Please pull out every line in the items below that contains the word "pole". Uppercase and lowercase count as different.

═════ DATASET

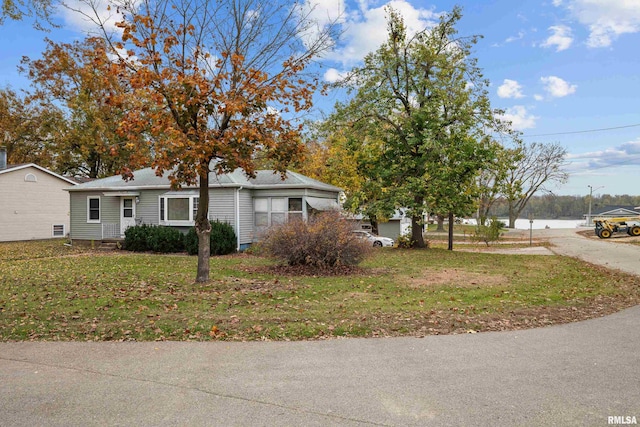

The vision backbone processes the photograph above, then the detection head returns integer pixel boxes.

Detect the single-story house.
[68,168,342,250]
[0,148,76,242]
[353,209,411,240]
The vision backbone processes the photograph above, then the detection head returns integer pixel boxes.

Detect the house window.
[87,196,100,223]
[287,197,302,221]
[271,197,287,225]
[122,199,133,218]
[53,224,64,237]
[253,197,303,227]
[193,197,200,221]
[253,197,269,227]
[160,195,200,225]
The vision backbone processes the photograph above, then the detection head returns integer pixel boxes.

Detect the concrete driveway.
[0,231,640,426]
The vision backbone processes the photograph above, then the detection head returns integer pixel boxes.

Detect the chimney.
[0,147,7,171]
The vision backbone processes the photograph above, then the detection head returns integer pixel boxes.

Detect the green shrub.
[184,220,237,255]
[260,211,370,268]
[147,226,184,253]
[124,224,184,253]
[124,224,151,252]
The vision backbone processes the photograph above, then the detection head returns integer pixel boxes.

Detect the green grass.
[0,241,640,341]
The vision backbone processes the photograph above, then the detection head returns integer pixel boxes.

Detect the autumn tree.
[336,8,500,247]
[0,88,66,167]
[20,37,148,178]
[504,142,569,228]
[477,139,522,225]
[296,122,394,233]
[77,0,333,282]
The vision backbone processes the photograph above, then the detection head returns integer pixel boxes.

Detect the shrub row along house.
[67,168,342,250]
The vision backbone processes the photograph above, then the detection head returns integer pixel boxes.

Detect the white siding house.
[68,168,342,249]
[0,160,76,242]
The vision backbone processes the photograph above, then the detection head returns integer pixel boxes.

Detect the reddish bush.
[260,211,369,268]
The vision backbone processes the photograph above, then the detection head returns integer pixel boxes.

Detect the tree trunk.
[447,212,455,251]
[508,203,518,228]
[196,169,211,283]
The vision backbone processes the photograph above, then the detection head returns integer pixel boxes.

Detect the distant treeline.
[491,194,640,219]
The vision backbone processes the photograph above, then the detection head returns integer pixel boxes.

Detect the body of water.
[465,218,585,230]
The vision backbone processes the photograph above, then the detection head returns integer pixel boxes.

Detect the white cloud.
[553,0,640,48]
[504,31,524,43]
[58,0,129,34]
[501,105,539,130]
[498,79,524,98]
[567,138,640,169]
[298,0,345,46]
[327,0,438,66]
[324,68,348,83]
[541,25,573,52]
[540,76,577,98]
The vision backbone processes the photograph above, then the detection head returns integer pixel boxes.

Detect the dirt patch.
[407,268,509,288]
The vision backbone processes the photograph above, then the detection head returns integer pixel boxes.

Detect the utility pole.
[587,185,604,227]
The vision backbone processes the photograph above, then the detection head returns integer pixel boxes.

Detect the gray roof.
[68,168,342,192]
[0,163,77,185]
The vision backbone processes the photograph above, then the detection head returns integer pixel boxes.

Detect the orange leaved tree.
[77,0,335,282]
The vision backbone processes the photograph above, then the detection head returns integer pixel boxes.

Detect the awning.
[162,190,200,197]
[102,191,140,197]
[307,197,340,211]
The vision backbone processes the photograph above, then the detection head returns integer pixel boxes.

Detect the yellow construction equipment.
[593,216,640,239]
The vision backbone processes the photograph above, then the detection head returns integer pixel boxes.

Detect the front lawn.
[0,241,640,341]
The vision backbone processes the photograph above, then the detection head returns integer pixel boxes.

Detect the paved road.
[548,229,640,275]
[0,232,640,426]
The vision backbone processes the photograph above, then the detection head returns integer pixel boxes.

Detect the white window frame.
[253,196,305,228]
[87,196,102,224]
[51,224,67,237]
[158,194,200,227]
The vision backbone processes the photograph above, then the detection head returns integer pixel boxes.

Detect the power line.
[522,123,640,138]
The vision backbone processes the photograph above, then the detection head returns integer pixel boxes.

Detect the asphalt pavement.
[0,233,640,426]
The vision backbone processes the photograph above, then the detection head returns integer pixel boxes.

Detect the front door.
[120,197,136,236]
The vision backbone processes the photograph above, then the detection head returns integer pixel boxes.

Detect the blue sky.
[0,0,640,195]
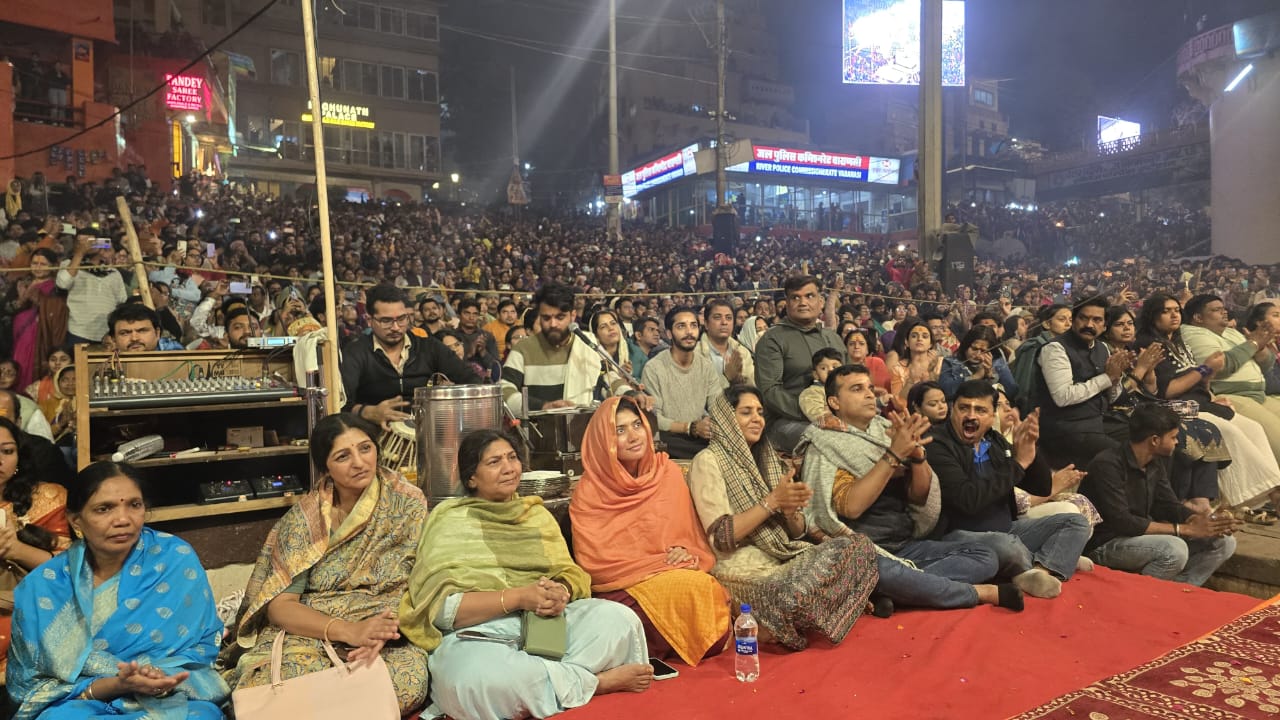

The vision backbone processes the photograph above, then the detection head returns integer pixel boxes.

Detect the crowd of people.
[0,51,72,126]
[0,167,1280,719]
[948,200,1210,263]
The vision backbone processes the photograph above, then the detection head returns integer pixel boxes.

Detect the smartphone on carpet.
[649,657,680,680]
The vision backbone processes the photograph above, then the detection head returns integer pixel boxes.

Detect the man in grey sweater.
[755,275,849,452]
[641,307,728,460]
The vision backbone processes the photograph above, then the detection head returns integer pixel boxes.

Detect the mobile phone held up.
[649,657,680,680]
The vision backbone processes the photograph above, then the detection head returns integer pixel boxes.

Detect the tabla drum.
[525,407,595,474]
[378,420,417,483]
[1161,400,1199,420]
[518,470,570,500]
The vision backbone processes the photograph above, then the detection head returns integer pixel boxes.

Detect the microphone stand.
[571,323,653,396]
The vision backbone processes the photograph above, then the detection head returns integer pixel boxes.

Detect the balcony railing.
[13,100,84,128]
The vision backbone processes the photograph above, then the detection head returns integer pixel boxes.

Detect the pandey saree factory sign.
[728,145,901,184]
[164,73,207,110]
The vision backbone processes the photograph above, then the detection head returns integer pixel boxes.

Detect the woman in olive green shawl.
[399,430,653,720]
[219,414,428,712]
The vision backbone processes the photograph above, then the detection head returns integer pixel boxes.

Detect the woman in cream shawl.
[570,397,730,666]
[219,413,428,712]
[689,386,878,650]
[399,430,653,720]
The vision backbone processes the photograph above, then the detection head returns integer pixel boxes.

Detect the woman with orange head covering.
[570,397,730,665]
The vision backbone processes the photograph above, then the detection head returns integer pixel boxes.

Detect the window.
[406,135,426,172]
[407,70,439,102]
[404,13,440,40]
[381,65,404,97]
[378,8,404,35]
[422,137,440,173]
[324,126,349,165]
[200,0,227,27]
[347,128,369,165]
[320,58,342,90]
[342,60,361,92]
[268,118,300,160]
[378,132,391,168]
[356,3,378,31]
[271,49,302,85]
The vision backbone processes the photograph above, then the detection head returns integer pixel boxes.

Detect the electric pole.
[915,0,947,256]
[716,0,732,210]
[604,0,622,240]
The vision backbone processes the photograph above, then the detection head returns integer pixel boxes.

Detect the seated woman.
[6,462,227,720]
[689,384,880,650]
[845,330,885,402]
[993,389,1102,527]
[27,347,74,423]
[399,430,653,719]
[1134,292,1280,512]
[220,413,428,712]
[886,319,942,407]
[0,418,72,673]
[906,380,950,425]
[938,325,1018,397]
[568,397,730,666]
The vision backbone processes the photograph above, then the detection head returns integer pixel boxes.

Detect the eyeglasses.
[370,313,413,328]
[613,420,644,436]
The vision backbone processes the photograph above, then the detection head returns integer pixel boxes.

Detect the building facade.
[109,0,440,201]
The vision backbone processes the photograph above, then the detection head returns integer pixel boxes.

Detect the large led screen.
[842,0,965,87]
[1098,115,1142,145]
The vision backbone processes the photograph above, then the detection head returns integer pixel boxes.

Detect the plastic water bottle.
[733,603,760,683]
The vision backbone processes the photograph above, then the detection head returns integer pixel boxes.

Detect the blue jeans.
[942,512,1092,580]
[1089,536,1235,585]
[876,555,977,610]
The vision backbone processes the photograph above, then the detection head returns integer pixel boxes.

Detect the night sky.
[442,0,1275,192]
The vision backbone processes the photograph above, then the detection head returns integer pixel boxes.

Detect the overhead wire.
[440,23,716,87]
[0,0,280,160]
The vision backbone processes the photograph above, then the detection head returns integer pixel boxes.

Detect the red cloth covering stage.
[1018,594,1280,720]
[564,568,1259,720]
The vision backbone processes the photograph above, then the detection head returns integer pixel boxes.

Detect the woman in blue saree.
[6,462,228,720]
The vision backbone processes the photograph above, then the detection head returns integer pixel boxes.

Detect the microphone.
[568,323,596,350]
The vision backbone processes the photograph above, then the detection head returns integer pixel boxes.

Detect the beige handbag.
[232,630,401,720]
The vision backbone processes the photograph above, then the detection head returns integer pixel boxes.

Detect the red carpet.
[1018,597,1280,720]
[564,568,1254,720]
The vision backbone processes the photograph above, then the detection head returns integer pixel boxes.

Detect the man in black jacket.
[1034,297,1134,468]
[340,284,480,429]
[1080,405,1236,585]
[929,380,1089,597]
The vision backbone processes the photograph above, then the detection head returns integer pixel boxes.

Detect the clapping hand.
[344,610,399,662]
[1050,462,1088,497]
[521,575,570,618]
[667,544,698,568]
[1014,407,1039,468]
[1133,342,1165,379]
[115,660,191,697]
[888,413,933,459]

══════════

* WRITTEN RESPONSE *
Detect the utility pole.
Detect the electric pole.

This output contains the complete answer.